Pick out every line in the rows below that contains the string "outline" and copy each one. Matching is case-sensitive.

__Input data__.
▽

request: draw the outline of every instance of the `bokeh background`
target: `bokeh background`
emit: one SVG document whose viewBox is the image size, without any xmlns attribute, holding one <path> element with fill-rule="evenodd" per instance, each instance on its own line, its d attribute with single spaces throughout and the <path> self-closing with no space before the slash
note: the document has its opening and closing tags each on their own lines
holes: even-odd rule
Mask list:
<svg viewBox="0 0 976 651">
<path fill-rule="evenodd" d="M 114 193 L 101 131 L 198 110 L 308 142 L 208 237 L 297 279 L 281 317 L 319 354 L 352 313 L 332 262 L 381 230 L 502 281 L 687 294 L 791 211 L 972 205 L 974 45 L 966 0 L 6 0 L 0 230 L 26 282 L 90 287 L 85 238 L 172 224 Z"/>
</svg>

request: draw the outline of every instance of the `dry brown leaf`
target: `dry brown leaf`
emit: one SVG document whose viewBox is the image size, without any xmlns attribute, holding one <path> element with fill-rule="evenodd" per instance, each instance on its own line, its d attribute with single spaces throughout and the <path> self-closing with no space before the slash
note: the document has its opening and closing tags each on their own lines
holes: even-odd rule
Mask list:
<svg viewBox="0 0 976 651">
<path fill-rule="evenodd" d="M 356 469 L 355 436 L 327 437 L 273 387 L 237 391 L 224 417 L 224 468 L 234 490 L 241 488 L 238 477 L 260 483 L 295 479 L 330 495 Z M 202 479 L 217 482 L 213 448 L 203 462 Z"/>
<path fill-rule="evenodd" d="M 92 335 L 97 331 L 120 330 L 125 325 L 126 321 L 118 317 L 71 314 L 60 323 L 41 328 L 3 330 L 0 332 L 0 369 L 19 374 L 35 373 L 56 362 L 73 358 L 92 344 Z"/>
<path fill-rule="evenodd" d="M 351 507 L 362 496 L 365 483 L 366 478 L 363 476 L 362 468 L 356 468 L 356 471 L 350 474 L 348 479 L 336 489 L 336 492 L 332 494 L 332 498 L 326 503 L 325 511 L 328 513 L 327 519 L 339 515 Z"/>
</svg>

△

__The response__.
request: draw the outline of every instance of the `bokeh background`
request: draw the outline of every instance of the `dry brown leaf`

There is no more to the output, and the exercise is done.